Identify the line that contains "Quality check round. The original labels for dark" in the material. Output it and every line after it, unchanged, through the end.

(Data entries)

━━━━━━

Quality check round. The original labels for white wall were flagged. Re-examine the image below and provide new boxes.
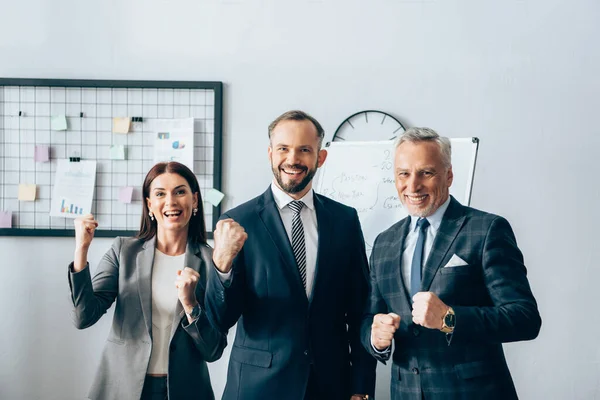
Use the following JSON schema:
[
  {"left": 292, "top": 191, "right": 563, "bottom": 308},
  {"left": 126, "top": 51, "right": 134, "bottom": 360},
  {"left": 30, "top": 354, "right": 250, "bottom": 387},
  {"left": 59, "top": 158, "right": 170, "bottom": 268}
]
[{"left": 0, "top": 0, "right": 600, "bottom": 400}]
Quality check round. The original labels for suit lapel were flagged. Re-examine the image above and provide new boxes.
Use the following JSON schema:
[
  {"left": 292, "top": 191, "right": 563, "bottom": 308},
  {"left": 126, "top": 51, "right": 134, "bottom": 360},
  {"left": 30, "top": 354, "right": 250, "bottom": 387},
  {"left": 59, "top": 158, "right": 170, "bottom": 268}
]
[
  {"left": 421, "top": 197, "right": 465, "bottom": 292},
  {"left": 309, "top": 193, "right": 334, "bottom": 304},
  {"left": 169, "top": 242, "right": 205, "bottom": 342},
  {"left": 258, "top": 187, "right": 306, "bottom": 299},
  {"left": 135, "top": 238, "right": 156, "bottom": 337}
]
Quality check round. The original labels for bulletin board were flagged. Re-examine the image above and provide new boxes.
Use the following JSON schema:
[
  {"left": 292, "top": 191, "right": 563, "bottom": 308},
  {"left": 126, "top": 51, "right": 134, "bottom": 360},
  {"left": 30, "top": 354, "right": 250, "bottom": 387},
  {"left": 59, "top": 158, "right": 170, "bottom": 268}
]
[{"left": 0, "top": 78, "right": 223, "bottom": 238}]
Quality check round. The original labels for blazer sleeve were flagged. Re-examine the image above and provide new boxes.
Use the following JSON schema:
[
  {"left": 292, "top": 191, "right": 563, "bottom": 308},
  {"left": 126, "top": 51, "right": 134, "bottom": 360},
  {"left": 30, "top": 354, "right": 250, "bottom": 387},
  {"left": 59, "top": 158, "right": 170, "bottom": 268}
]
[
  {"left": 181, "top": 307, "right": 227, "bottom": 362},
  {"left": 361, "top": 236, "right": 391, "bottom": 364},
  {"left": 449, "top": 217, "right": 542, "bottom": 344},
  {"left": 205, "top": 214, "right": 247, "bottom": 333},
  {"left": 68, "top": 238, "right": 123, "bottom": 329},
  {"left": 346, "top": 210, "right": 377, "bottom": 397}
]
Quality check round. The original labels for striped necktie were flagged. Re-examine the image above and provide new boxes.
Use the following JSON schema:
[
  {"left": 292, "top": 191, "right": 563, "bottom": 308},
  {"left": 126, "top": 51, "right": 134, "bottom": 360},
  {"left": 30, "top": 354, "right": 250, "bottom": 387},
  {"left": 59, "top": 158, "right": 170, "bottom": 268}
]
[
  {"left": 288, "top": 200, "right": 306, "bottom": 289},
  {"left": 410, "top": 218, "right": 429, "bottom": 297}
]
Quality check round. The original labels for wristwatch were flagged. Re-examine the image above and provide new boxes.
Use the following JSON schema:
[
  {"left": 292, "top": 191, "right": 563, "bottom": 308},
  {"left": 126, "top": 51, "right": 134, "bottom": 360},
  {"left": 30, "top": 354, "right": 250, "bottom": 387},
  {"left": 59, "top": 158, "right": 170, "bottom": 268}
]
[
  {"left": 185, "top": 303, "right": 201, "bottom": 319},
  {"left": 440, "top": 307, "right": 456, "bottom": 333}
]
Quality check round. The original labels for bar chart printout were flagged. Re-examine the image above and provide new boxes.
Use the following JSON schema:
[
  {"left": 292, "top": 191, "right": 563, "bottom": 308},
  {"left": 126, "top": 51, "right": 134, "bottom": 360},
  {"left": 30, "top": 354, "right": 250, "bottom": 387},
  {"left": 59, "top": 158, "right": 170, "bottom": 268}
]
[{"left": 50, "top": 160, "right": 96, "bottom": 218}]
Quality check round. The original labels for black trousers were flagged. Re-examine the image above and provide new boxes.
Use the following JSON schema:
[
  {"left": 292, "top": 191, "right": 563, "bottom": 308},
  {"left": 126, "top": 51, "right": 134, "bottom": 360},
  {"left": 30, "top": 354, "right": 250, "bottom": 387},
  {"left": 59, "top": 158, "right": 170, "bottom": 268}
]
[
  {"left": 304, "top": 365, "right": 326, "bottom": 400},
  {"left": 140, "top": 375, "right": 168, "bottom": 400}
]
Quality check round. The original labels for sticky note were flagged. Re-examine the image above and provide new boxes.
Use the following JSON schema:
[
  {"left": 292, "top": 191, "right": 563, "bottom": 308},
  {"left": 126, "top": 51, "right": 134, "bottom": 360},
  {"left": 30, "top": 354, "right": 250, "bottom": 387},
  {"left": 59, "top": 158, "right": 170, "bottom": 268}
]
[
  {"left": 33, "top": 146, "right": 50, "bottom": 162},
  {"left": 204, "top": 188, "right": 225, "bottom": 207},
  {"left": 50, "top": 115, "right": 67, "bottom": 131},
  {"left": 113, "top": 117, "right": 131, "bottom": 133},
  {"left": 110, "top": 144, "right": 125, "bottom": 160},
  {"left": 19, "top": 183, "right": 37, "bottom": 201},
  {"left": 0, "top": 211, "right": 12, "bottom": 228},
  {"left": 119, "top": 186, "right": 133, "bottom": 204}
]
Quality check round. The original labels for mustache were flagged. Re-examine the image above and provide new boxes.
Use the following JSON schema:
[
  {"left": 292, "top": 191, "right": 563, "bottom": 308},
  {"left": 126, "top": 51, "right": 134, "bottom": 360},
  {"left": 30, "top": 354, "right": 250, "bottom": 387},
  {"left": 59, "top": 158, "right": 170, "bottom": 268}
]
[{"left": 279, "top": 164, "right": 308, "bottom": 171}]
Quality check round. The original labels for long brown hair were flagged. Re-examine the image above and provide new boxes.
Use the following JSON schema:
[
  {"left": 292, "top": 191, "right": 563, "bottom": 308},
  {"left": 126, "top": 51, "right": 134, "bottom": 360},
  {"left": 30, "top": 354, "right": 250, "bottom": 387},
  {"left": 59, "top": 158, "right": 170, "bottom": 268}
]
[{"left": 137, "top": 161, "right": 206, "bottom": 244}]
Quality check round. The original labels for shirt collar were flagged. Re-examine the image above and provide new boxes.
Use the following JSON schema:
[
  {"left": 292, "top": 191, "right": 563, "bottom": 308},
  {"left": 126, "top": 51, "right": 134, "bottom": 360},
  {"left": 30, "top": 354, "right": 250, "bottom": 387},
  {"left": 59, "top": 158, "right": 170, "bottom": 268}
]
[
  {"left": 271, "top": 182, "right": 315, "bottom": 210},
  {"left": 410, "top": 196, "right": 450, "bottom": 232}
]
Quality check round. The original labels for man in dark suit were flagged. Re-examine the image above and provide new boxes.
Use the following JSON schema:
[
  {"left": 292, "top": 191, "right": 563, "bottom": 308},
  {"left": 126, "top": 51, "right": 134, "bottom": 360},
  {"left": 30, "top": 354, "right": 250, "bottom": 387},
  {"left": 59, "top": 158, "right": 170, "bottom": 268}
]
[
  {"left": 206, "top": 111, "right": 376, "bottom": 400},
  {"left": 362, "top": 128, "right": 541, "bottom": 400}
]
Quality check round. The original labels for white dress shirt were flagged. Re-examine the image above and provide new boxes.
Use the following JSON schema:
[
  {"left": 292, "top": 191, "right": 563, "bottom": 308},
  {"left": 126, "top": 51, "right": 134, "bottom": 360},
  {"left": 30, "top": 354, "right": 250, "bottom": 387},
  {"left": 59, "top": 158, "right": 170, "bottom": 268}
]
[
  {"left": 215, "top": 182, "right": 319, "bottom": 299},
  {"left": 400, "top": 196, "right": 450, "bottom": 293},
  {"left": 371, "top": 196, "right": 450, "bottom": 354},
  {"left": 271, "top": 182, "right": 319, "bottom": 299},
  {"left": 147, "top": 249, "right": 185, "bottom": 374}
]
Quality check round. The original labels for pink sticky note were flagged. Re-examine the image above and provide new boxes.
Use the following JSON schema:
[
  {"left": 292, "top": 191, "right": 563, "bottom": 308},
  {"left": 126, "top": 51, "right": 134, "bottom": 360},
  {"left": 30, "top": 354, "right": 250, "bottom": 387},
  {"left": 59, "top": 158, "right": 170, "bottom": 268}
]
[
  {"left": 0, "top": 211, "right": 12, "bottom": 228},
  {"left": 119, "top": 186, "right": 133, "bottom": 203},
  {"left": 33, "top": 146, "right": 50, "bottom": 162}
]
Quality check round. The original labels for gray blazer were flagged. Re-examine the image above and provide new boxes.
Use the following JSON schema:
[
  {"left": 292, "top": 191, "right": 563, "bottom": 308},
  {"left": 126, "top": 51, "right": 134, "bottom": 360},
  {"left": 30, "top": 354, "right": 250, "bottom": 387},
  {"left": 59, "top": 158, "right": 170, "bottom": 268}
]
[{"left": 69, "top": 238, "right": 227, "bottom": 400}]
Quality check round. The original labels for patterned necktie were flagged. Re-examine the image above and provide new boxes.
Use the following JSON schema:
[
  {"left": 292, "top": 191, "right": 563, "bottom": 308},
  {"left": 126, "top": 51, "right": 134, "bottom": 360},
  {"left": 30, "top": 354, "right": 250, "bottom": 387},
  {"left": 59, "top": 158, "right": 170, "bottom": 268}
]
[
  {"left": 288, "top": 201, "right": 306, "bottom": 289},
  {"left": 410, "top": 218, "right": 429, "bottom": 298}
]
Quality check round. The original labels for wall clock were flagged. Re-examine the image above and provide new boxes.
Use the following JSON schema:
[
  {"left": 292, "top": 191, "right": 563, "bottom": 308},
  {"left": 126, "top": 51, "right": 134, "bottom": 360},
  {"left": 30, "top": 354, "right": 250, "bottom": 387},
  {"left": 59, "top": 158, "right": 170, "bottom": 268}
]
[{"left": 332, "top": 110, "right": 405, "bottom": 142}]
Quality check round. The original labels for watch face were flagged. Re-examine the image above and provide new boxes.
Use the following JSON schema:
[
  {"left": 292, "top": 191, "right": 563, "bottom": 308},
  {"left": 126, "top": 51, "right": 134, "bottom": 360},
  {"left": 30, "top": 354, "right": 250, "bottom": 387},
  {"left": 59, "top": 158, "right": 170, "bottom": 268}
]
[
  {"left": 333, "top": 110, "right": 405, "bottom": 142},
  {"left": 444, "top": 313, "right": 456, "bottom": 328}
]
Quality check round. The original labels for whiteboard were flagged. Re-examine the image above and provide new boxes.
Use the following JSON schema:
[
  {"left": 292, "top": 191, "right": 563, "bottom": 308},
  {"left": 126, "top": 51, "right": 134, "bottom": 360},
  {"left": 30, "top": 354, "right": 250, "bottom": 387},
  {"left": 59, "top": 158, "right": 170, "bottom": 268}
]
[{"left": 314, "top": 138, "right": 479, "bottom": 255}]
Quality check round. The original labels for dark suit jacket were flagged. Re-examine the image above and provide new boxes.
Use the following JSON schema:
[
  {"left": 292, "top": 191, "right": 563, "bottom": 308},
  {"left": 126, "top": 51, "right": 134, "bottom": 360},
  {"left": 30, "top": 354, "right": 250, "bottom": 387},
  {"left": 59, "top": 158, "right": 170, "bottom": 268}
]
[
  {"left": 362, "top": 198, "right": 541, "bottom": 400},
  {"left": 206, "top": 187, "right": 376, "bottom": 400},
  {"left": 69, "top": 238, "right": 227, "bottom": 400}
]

━━━━━━

> _RESULT OF THE TASK_:
Quality check round. The original labels for dark suit jacket were flagged. Re-examine the image above and provide new boxes.
Use the following JSON schema:
[
  {"left": 292, "top": 191, "right": 563, "bottom": 308},
  {"left": 126, "top": 51, "right": 134, "bottom": 360},
  {"left": 30, "top": 354, "right": 250, "bottom": 387},
  {"left": 59, "top": 158, "right": 170, "bottom": 268}
]
[
  {"left": 362, "top": 198, "right": 541, "bottom": 400},
  {"left": 206, "top": 187, "right": 376, "bottom": 400},
  {"left": 69, "top": 238, "right": 227, "bottom": 400}
]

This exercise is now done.